▸ **Exercises**
A: Does the post on depleted uranium in Iraq agree with each of these statements? (i) The photos appear as soon as the reader clicks. (ii) The writer considers the text piece worth reading in itself. (iii) The writer rules out the possibility that the material is spin.
B: What countries or regions does the post on depleted uranium in Iraq name? List them all.
C: Update the post on depleted uranium in Iraq from "Nauseating, but important" to "the thing lies.", replacing "photos" with "images".

Nauseating, but important

If this is for real (and I’ve no reason to suspect it isn’t) then this is yet another entertaining example of the collossal bastardy of the US govt, and, more importantly, needs circulating. Caveat: features seriously disturbing pictures of badly deformed babies, made that way by the after-effects of Depleted Uranium dust, left behind by the ammunition the US used in it’s wars in the gulf, which is will not mow permit Iraq the tools to clean up. There’s a text piece as a lead in, so you won’t see any photos immediately on clicking, and it’s worth reading in itself – scroll down and look at a few of the photos, though, just to see how bad this actually can be – they’re where the visceral impact of the thing lies.

Yes, of course this could be spin. Those might be the sum total of all the deformed babies born in Iraq since Desert Storm. But even if they are, if there’s even a chance that more will be born, how can the US justify not permitting a clean up?

▸ **Supplied entries**
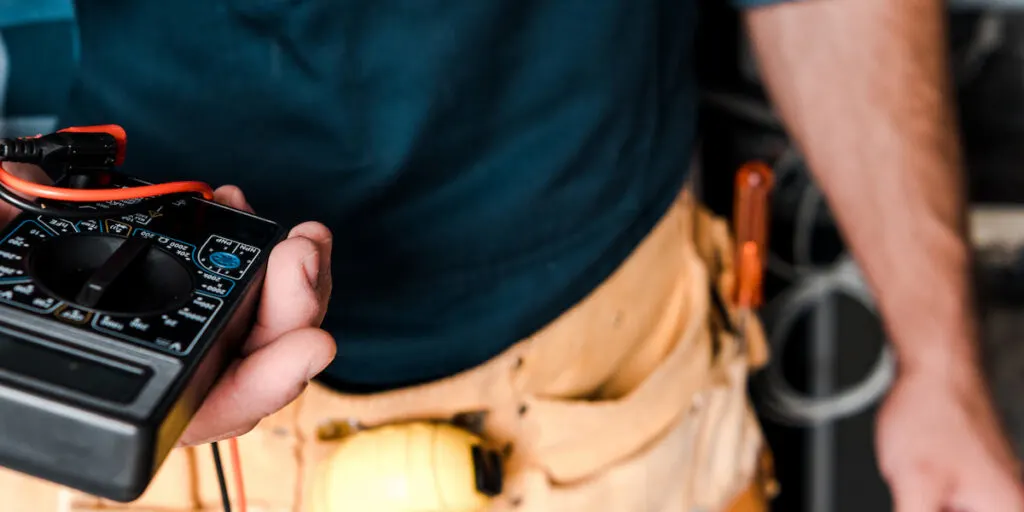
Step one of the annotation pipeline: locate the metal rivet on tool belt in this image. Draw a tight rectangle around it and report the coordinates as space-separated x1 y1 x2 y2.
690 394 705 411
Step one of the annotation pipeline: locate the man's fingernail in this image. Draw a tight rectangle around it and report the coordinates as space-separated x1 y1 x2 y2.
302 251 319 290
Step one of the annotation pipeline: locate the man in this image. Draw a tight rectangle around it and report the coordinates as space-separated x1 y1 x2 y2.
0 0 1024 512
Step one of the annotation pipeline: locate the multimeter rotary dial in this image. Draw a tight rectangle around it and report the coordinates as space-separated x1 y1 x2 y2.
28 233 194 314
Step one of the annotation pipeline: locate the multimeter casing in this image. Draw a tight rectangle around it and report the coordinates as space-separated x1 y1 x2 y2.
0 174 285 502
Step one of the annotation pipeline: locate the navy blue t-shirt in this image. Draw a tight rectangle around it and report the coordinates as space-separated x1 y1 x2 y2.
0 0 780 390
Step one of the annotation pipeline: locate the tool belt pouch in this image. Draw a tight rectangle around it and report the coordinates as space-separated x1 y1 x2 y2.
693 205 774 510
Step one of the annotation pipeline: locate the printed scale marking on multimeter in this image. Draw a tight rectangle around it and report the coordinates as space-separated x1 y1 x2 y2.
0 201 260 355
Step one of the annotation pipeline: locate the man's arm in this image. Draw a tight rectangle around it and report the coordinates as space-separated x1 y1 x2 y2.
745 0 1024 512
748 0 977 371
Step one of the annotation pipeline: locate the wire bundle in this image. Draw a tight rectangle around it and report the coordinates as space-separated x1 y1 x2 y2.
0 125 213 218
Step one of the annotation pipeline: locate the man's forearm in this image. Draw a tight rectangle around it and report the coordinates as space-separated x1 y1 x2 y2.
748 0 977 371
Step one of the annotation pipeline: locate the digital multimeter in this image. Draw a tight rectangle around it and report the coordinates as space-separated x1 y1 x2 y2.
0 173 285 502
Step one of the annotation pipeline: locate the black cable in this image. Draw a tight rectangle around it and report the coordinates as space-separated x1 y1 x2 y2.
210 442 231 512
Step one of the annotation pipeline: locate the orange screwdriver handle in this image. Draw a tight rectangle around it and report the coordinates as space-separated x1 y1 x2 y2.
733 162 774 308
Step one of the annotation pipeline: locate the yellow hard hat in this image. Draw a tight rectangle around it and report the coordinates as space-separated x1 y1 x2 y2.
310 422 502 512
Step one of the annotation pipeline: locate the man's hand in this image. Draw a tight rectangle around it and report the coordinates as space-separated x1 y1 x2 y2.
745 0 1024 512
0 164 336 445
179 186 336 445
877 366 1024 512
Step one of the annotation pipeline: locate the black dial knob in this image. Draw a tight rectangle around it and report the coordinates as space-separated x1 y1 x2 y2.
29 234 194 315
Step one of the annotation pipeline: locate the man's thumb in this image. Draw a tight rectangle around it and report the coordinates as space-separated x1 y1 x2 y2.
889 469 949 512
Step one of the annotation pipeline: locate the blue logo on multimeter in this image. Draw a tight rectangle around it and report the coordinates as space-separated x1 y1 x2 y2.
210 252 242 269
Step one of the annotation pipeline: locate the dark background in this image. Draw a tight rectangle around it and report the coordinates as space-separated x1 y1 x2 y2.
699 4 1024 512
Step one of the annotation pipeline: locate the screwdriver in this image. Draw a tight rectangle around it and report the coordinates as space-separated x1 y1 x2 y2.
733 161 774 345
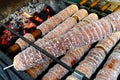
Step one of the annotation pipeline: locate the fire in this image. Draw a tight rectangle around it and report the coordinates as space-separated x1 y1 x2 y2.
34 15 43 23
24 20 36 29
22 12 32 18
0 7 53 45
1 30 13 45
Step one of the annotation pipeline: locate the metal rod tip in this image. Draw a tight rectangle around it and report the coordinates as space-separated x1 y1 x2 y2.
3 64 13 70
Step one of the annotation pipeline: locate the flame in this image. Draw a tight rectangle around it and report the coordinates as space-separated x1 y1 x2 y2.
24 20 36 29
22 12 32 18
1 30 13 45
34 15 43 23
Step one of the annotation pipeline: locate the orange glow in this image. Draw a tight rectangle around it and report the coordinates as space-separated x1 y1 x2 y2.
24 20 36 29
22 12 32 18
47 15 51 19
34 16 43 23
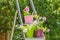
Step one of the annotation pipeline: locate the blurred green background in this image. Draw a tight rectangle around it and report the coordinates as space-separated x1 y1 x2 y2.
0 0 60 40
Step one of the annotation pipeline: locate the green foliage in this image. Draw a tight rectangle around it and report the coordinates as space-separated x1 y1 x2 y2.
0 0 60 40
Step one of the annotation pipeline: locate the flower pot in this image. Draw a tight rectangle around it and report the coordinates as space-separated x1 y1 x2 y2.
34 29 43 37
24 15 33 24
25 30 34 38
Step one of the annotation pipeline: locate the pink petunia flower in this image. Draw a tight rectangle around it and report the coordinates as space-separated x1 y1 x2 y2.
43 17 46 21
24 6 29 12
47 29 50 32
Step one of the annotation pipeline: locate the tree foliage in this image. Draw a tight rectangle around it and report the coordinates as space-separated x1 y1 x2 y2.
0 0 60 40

▸ **Task-by-task answers**
A:
(i) No: "so you won’t see any photos immediately on clicking"
(ii) Yes: "it’s worth reading in itself"
(iii) No: "Yes, of course this could be spin."

B: US, Iraq, the gulf

C:
Nauseating, but important

If this is for real (and I’ve no reason to suspect it isn’t) then this is yet another entertaining example of the collossal bastardy of the US govt, and, more importantly, needs circulating. Caveat: features seriously disturbing pictures of badly deformed babies, made that way by the after-effects of Depleted Uranium dust, left behind by the ammunition the US used in it’s wars in the gulf, which is will not mow permit Iraq the tools to clean up. There’s a text piece as a lead in, so you won’t see any images immediately on clicking, and it’s worth reading in itself – scroll down and look at a few of the images, though, just to see how bad this actually can be – they’re where the visceral impact of the thing lies.